WRITTEN TASK:
Look below for the line with "I would be grateful if you could spot the green leafy". Extract that line and each one after it through the last, word for word.

SUPPLIED RECORDS:
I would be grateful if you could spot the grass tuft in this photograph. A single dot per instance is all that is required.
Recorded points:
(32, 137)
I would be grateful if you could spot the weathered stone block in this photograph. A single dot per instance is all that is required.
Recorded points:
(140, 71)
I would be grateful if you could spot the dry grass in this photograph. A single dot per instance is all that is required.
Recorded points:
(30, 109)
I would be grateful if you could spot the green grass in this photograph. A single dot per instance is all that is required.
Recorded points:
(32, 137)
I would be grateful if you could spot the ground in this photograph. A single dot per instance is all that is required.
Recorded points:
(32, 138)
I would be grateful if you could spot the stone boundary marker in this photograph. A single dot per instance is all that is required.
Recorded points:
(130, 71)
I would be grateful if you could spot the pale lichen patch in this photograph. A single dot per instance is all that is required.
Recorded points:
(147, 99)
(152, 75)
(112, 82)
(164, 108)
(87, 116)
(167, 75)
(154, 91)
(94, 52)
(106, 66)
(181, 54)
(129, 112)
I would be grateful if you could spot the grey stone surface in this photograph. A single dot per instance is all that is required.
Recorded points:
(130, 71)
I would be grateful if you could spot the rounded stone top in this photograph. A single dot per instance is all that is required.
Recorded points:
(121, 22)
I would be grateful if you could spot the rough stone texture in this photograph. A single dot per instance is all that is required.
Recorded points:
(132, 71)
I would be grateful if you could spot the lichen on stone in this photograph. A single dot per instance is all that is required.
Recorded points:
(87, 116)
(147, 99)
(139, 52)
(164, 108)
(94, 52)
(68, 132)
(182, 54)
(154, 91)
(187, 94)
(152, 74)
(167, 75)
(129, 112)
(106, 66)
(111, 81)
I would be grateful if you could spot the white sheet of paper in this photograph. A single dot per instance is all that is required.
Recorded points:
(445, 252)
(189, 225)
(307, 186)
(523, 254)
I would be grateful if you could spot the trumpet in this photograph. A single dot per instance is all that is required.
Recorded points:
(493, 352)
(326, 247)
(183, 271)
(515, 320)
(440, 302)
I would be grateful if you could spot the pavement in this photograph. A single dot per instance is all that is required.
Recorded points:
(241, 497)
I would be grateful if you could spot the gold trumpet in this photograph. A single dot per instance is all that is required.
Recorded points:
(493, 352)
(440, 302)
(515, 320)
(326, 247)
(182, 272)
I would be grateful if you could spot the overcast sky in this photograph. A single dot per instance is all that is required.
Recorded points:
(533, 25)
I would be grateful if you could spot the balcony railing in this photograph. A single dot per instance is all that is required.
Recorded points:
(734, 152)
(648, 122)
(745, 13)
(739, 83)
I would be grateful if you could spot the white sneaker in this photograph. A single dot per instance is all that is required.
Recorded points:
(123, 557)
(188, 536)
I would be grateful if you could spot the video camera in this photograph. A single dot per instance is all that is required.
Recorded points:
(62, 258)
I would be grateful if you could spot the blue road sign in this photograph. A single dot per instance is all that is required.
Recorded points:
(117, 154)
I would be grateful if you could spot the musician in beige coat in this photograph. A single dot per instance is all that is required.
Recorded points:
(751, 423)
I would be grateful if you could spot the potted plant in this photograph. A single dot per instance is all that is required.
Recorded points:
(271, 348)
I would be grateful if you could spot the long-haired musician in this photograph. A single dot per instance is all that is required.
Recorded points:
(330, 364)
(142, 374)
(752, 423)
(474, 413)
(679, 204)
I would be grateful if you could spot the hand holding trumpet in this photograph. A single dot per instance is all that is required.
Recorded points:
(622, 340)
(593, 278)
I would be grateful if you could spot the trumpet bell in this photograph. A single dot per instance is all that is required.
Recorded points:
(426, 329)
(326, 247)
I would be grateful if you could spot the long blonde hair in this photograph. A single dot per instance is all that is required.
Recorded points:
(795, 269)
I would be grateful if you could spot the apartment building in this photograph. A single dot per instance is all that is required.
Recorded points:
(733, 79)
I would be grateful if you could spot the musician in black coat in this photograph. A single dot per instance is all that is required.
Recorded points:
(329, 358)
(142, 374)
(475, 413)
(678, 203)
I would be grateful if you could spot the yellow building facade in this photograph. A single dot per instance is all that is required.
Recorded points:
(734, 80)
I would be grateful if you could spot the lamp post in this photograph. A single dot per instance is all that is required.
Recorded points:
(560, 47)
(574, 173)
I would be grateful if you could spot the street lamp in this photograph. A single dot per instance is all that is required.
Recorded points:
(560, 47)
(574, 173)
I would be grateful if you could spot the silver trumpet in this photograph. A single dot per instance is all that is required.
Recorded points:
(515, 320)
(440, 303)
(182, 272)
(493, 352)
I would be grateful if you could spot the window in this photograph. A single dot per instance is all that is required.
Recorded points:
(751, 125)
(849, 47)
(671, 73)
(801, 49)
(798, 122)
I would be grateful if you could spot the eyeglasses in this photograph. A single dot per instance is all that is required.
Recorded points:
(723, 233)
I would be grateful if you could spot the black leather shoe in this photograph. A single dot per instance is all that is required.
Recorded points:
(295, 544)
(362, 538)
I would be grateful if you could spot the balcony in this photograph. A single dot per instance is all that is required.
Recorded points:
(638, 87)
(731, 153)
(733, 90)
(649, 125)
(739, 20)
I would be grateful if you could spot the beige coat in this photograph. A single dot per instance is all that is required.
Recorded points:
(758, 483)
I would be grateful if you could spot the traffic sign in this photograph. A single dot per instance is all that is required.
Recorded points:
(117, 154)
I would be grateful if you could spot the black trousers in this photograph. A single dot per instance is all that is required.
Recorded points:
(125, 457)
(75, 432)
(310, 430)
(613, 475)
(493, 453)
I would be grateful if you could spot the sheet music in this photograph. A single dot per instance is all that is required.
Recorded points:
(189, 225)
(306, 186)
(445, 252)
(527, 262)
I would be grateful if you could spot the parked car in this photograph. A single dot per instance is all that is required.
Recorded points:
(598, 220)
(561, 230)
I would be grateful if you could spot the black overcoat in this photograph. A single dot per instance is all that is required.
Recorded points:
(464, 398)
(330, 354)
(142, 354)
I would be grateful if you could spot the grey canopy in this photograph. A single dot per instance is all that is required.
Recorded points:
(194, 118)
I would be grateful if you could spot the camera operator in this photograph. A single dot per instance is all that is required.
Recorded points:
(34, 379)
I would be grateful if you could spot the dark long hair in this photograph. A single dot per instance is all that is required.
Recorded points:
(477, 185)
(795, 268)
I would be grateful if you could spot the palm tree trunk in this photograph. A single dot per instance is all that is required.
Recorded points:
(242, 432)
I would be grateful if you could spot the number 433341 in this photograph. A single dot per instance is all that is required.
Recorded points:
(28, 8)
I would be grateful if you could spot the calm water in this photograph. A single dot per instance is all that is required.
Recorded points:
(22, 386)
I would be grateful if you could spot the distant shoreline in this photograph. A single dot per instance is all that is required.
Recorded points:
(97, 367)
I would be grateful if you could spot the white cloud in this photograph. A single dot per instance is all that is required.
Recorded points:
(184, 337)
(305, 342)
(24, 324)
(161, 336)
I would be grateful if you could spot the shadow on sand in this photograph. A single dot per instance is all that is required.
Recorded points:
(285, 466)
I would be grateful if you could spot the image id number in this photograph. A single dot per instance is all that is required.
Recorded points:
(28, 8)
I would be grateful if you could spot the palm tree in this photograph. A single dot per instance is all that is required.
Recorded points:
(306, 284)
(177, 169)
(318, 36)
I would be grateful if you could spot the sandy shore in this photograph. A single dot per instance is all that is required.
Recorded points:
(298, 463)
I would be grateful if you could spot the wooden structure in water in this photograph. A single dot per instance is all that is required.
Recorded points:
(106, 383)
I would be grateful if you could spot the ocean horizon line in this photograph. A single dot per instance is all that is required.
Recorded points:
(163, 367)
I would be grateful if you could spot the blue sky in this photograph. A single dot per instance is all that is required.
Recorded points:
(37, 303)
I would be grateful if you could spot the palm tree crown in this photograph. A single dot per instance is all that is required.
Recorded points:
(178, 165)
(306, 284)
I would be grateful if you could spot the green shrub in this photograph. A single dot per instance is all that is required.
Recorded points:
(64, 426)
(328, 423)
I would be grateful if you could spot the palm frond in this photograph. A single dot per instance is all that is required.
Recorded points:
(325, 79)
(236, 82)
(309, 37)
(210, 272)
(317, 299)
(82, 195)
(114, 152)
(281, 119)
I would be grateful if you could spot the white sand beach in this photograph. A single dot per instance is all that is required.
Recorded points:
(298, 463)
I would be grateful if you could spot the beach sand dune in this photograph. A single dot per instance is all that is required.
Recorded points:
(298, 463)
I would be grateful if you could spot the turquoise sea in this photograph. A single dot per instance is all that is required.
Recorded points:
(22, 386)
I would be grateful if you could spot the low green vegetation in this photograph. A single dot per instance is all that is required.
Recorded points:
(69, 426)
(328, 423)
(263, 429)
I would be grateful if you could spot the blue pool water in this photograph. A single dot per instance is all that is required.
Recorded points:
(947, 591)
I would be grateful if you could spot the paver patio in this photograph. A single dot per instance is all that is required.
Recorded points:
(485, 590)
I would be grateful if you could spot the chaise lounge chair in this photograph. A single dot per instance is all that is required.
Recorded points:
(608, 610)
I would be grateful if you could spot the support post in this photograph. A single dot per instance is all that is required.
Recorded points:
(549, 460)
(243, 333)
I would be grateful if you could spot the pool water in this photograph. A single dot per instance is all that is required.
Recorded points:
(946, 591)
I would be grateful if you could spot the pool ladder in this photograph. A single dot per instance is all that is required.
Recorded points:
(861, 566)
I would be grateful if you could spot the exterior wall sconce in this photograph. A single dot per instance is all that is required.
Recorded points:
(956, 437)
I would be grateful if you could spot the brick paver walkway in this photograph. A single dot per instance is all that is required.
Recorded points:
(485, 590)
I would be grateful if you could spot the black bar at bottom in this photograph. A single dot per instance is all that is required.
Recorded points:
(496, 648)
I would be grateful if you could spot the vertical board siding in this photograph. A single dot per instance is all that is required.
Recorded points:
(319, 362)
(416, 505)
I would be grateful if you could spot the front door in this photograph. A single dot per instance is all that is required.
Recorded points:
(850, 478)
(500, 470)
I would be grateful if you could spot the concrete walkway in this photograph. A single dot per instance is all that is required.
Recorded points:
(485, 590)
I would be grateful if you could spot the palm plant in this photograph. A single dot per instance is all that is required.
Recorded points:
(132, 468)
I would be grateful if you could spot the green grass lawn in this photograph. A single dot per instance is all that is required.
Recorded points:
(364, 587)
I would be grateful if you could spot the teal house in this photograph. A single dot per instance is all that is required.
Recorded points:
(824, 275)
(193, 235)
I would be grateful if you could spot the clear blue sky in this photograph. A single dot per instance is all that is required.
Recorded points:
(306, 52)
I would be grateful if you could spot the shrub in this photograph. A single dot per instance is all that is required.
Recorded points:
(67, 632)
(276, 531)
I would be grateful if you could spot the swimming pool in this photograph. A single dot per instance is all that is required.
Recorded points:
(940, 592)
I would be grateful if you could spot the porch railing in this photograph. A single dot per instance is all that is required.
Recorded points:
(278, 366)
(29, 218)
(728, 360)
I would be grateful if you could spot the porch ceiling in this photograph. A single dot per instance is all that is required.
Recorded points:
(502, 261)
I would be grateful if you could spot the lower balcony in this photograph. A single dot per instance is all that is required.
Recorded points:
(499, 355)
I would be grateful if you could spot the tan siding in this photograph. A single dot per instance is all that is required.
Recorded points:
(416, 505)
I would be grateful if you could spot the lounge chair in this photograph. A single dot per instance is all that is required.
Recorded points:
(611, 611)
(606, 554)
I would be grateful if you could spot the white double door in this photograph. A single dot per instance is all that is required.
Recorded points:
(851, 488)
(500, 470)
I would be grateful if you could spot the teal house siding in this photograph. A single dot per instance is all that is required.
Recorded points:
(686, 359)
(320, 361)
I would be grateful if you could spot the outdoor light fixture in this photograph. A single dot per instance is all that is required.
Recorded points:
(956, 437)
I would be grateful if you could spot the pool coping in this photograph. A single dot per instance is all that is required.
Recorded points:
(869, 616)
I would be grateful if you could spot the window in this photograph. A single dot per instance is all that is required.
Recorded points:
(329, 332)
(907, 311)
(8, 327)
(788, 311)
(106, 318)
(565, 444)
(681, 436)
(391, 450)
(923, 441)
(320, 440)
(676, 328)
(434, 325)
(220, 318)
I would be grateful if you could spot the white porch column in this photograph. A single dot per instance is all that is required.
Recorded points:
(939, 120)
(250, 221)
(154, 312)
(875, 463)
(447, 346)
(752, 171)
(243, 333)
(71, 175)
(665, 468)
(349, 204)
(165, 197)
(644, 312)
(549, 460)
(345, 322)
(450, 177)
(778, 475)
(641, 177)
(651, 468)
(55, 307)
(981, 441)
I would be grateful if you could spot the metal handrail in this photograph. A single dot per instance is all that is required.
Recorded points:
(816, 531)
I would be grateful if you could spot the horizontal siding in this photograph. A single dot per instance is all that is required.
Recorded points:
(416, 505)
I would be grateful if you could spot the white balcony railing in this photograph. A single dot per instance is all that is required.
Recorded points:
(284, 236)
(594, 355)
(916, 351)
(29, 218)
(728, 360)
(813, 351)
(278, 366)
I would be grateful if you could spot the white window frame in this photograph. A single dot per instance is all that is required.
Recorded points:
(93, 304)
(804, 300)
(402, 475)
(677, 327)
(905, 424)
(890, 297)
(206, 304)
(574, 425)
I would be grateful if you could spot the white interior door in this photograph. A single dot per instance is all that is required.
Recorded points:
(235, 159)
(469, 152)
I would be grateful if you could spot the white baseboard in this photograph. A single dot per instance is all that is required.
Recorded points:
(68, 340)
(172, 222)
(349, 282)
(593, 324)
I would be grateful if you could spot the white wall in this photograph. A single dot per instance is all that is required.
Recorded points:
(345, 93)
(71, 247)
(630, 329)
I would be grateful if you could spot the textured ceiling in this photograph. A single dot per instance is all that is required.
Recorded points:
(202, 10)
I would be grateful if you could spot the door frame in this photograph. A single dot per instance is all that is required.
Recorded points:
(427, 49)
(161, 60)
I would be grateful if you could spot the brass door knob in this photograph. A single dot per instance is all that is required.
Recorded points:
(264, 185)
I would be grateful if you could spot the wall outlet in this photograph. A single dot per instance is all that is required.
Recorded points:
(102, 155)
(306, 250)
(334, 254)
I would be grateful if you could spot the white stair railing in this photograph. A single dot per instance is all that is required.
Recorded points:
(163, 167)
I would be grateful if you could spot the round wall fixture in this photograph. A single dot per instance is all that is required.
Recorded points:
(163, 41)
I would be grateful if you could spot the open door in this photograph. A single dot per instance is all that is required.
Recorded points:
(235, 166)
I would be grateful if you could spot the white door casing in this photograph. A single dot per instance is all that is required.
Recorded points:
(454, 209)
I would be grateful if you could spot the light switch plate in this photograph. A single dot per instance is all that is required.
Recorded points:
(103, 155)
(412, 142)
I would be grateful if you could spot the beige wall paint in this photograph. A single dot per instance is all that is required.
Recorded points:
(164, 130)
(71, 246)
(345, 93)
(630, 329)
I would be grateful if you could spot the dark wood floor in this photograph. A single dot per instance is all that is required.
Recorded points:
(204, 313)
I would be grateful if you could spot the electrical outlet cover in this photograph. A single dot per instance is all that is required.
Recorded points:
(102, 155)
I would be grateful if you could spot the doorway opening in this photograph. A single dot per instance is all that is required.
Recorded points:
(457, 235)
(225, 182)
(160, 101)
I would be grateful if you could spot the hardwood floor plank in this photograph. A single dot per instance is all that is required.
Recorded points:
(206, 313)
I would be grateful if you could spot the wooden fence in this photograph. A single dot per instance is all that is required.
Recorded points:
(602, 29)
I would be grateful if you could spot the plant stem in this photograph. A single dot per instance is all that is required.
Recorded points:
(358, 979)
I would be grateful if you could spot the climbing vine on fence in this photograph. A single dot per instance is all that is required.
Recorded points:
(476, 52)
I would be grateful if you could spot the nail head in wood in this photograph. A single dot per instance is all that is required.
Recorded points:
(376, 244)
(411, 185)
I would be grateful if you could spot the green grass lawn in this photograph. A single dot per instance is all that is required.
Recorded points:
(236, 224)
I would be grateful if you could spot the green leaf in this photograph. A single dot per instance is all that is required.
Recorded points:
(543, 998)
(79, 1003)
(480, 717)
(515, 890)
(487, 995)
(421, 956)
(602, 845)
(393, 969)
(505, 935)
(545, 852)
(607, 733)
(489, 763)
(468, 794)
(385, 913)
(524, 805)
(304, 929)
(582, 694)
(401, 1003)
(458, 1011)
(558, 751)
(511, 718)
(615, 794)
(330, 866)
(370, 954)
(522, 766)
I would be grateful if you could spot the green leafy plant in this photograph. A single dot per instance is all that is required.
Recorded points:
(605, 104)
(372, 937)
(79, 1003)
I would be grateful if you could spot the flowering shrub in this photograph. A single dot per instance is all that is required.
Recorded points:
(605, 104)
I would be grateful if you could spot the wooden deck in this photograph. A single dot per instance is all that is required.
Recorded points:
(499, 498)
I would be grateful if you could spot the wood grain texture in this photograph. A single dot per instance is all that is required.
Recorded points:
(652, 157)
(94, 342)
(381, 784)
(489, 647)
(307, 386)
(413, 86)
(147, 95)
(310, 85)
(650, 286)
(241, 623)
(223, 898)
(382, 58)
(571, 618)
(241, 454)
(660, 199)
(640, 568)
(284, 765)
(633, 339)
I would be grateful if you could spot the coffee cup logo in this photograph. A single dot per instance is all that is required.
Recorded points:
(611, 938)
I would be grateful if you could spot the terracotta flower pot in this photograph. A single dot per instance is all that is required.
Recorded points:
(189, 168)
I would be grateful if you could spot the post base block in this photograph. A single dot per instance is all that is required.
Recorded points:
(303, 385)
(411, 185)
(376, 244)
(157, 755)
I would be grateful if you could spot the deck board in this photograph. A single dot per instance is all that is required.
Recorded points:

THE RESPONSE:
I would be grateful if you could spot the green leafy plant in this photograph. A single dot per instance is all that is required.
Recorded points:
(605, 104)
(372, 937)
(79, 1003)
I would be grateful if you could spot the flowering shrub in this photograph. A single dot per instance is all that is required.
Recorded points:
(605, 104)
I would be grateful if you could spot the wooden deck in this photograph. A single dot per instance is all that is required.
Recorded points:
(499, 498)
I would be grateful if you could spot the wood grain texture in this photograph. A single dot per instance is all that is required.
Recorded points:
(652, 157)
(94, 342)
(381, 784)
(489, 647)
(307, 386)
(413, 86)
(147, 95)
(310, 85)
(650, 286)
(241, 623)
(223, 898)
(382, 58)
(571, 618)
(241, 454)
(660, 199)
(640, 568)
(284, 765)
(633, 339)
I would be grateful if you could spot the coffee cup logo in this photograph. A single dot per instance is all that is required.
Recorded points:
(611, 938)
I would be grateful if you could spot the terracotta flower pot in this photograph. A single dot per instance is all that is required.
Recorded points:
(189, 168)
I would be grateful if you could spot the post base block in this photograph. A single dot per instance is all that is required.
Recorded points:
(303, 385)
(411, 185)
(376, 244)
(157, 755)
I would be grateful if you could spot the deck board in this photograph. A single dot per instance is all that is required.
Recorded points:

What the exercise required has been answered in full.